DATASET ENTRIES:
"""

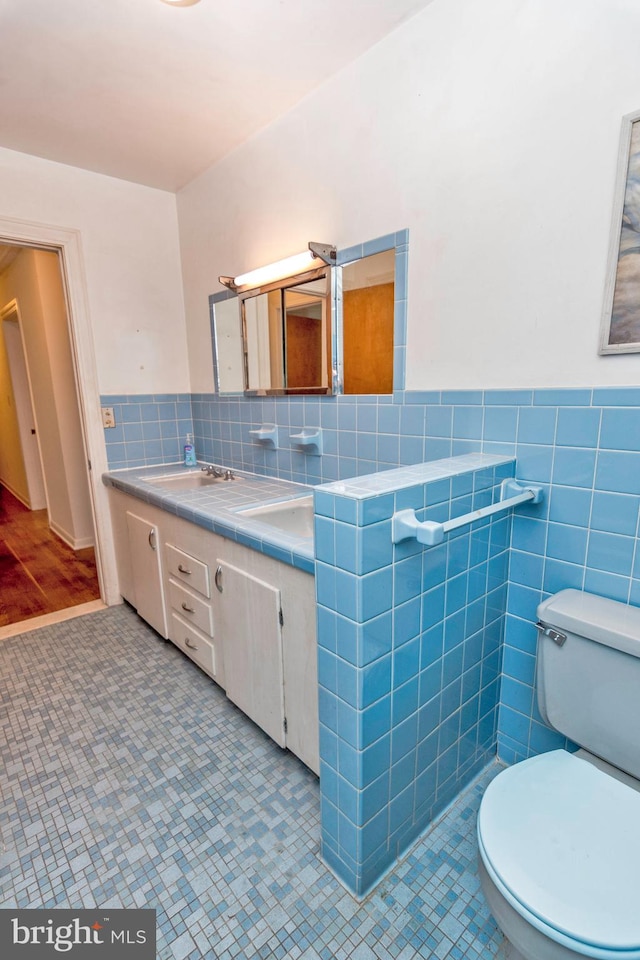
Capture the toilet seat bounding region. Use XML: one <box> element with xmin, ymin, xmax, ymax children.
<box><xmin>478</xmin><ymin>750</ymin><xmax>640</xmax><ymax>960</ymax></box>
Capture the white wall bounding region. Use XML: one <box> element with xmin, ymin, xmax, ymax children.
<box><xmin>178</xmin><ymin>0</ymin><xmax>640</xmax><ymax>391</ymax></box>
<box><xmin>0</xmin><ymin>249</ymin><xmax>94</xmax><ymax>549</ymax></box>
<box><xmin>0</xmin><ymin>316</ymin><xmax>29</xmax><ymax>504</ymax></box>
<box><xmin>0</xmin><ymin>149</ymin><xmax>189</xmax><ymax>394</ymax></box>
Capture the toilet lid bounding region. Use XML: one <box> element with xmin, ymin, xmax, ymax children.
<box><xmin>478</xmin><ymin>750</ymin><xmax>640</xmax><ymax>952</ymax></box>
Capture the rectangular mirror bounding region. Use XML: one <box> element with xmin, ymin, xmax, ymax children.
<box><xmin>209</xmin><ymin>231</ymin><xmax>407</xmax><ymax>396</ymax></box>
<box><xmin>339</xmin><ymin>250</ymin><xmax>396</xmax><ymax>394</ymax></box>
<box><xmin>240</xmin><ymin>268</ymin><xmax>332</xmax><ymax>395</ymax></box>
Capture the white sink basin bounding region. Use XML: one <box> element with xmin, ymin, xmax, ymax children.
<box><xmin>238</xmin><ymin>496</ymin><xmax>313</xmax><ymax>539</ymax></box>
<box><xmin>145</xmin><ymin>470</ymin><xmax>236</xmax><ymax>490</ymax></box>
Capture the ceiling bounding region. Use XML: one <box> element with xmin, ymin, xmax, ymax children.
<box><xmin>0</xmin><ymin>0</ymin><xmax>431</xmax><ymax>191</ymax></box>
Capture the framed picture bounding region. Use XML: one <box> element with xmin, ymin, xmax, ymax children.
<box><xmin>598</xmin><ymin>111</ymin><xmax>640</xmax><ymax>354</ymax></box>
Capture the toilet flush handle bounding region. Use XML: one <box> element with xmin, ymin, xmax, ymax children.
<box><xmin>536</xmin><ymin>620</ymin><xmax>567</xmax><ymax>647</ymax></box>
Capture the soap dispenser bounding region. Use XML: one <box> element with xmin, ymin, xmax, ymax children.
<box><xmin>184</xmin><ymin>433</ymin><xmax>198</xmax><ymax>467</ymax></box>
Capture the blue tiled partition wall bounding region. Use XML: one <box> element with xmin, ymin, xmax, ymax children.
<box><xmin>315</xmin><ymin>455</ymin><xmax>514</xmax><ymax>896</ymax></box>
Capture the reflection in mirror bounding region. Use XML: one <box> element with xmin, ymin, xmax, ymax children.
<box><xmin>342</xmin><ymin>250</ymin><xmax>396</xmax><ymax>394</ymax></box>
<box><xmin>212</xmin><ymin>297</ymin><xmax>244</xmax><ymax>393</ymax></box>
<box><xmin>242</xmin><ymin>270</ymin><xmax>331</xmax><ymax>394</ymax></box>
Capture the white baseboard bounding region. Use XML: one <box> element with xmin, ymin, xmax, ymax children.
<box><xmin>0</xmin><ymin>477</ymin><xmax>31</xmax><ymax>510</ymax></box>
<box><xmin>49</xmin><ymin>517</ymin><xmax>95</xmax><ymax>550</ymax></box>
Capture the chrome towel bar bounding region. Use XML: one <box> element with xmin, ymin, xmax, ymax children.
<box><xmin>391</xmin><ymin>480</ymin><xmax>542</xmax><ymax>547</ymax></box>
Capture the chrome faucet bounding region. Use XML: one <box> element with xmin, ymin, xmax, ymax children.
<box><xmin>200</xmin><ymin>463</ymin><xmax>236</xmax><ymax>480</ymax></box>
<box><xmin>205</xmin><ymin>463</ymin><xmax>224</xmax><ymax>479</ymax></box>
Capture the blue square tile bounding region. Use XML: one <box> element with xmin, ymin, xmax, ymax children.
<box><xmin>596</xmin><ymin>450</ymin><xmax>640</xmax><ymax>495</ymax></box>
<box><xmin>484</xmin><ymin>407</ymin><xmax>518</xmax><ymax>442</ymax></box>
<box><xmin>547</xmin><ymin>523</ymin><xmax>588</xmax><ymax>564</ymax></box>
<box><xmin>391</xmin><ymin>673</ymin><xmax>418</xmax><ymax>727</ymax></box>
<box><xmin>453</xmin><ymin>407</ymin><xmax>484</xmax><ymax>440</ymax></box>
<box><xmin>553</xmin><ymin>447</ymin><xmax>596</xmax><ymax>488</ymax></box>
<box><xmin>542</xmin><ymin>559</ymin><xmax>584</xmax><ymax>593</ymax></box>
<box><xmin>600</xmin><ymin>409</ymin><xmax>640</xmax><ymax>451</ymax></box>
<box><xmin>360</xmin><ymin>493</ymin><xmax>395</xmax><ymax>527</ymax></box>
<box><xmin>549</xmin><ymin>484</ymin><xmax>591</xmax><ymax>527</ymax></box>
<box><xmin>359</xmin><ymin>654</ymin><xmax>392</xmax><ymax>709</ymax></box>
<box><xmin>518</xmin><ymin>407</ymin><xmax>557</xmax><ymax>444</ymax></box>
<box><xmin>587</xmin><ymin>530</ymin><xmax>636</xmax><ymax>577</ymax></box>
<box><xmin>359</xmin><ymin>696</ymin><xmax>391</xmax><ymax>750</ymax></box>
<box><xmin>556</xmin><ymin>407</ymin><xmax>600</xmax><ymax>447</ymax></box>
<box><xmin>357</xmin><ymin>566</ymin><xmax>393</xmax><ymax>623</ymax></box>
<box><xmin>584</xmin><ymin>570</ymin><xmax>629</xmax><ymax>603</ymax></box>
<box><xmin>591</xmin><ymin>491</ymin><xmax>640</xmax><ymax>537</ymax></box>
<box><xmin>358</xmin><ymin>520</ymin><xmax>393</xmax><ymax>573</ymax></box>
<box><xmin>314</xmin><ymin>515</ymin><xmax>338</xmax><ymax>566</ymax></box>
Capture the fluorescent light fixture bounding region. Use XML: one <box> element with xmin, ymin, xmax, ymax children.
<box><xmin>218</xmin><ymin>243</ymin><xmax>336</xmax><ymax>291</ymax></box>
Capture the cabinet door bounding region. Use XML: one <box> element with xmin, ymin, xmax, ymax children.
<box><xmin>216</xmin><ymin>560</ymin><xmax>285</xmax><ymax>747</ymax></box>
<box><xmin>127</xmin><ymin>510</ymin><xmax>169</xmax><ymax>640</ymax></box>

"""

EXERCISE PROMPT: Reproduce the lines word for word, starting at the one holding "Capture the fluorescent" and ending at the final line of the material above.

EXERCISE RESPONSE:
Capture the fluorescent light fixture bounding region. Use XML: one <box> element with xmin, ymin, xmax, ymax children.
<box><xmin>218</xmin><ymin>243</ymin><xmax>336</xmax><ymax>291</ymax></box>
Capture the cabinet door bounding region. Use XML: one <box> element with xmin, ymin, xmax, ymax children.
<box><xmin>216</xmin><ymin>560</ymin><xmax>285</xmax><ymax>747</ymax></box>
<box><xmin>127</xmin><ymin>510</ymin><xmax>169</xmax><ymax>640</ymax></box>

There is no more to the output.